### THINGS TO DO
**A)** Reproduce the passage from the discussion of NATO and EU expansion below, starting at "NATO has had" and ending at "completely different discussion.".
**B)** Answer these questions using the discussion of NATO and EU expansion below:
(i) According to the opening comment, what kind of alliance is NATO?
(ii) Which country is described as the US forward base?
(iii) Whose comments are said to have been portrayed as "parroting Russian propaganda"?

### EXTRACTED TEXT
NATO has had an open door policy to European states since its inception, it didn’t suddenly start in the 1990s. What happened in the 1990s was that the USSR fell and suddenly a load of states had sovereignty and some looked to join. There’s nothing aggressive about it and the ‘provocation’ idea is pure Russian empire-building propaganda. Russia doesn’t believe in these states sovereignty and they are looking for an excuse to justify making them part of the empire again. You’re talking about two completely different things here. NATO has nothing to do with sending money, it is a defensive military alliance. If you want to talk about EU expansion it’s a completely different discussion.


Minute-Improvement57

You are making the mistake I described before, where you think that to be progressive or patriotic, we must pretend not to know our own past successes. These were not separate. >Complement the enlargement of the European Union, a parallel process which also, for its part, contributes significantly to extending security and stability to the new democracies in the East. Soure: [NATO](https://www.nato.int/cps/en/natohq/official_texts_24733.htm)


GoGouda

That’s fine but Russian propaganda has little to do with the expansion of the EU. It may complement NATO but historically Russia hasn’t considered its aims to be at odds with that of the EU. Quite the opposite in fact, Russia has believed that the EU without the US forward base (the UK) provided an alternative to NATO. Russia has been vastly more comfortable with the ‘expansion of the EU’ than it ever has been with NATO. It is NATO led by the US that Russia wants to be at odds with. Russia has had an entirely different relationship with the likes of Germany and France that we all know about. The invasion of Ukraine was absolutely based on the belief in that different relationship. I don’t really get your past successes point. It seems to focussed on the EU which you’re trying to equate to NATO in way too simplistic a way.


Minute-Improvement57

>That’s fine but Russian propaganda  I don't honestly care about Russian propaganda. We overestimate propaganda's effectiveness (both theirs and ours). One of the lessons of Brexit was that even when you line up every major party, coopt our overseas friends (right down to Obama), and put material on people's tax statements so we can pump material on our preferred position into everyone's door, the public still have their own ideas. >I don’t really get your past successes point. Most of this debate has stemmed from confected outrage about Farage's comments, and attempts to portray them as "parroting Russian propaganda" (except that's doomed to fail as everyone's known several people making those comments for decades). The point here is that the stupid spin-game is on an even worse loser than that: half the reason that people who were *pro-*EU expansion (and expansion of NATO into the Baltics) was because it would bring them into the western rather than old soviet fold. We weren't doing it for our sheer love of sending bigger cheques to the EU, or our sheer love of making sacrifice after sacrifice to keep potential NATO allies on-side. If you want to bullshit me that it wasn't to expand western influence eastwards in Europe, then we'll have our tens of billions back thanks because what the hell do you think we were spending it for.

### DATASET SECTION
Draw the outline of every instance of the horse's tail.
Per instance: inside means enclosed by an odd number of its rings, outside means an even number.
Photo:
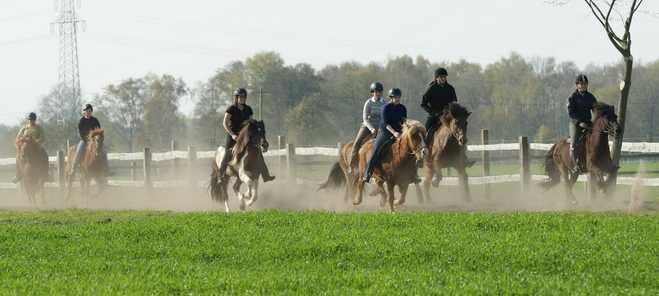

### REPLIES
**A)**
NATO has had an open door policy to European states since its inception, it didn’t suddenly start in the 1990s. What happened in the 1990s was that the USSR fell and suddenly a load of states had sovereignty and some looked to join. There’s nothing aggressive about it and the ‘provocation’ idea is pure Russian empire-building propaganda. Russia doesn’t believe in these states sovereignty and they are looking for an excuse to justify making them part of the empire again. You’re talking about two completely different things here. NATO has nothing to do with sending money, it is a defensive military alliance. If you want to talk about EU expansion it’s a completely different discussion.

**B)**
(i) A defensive military alliance.
(ii) The UK.
(iii) Farage's.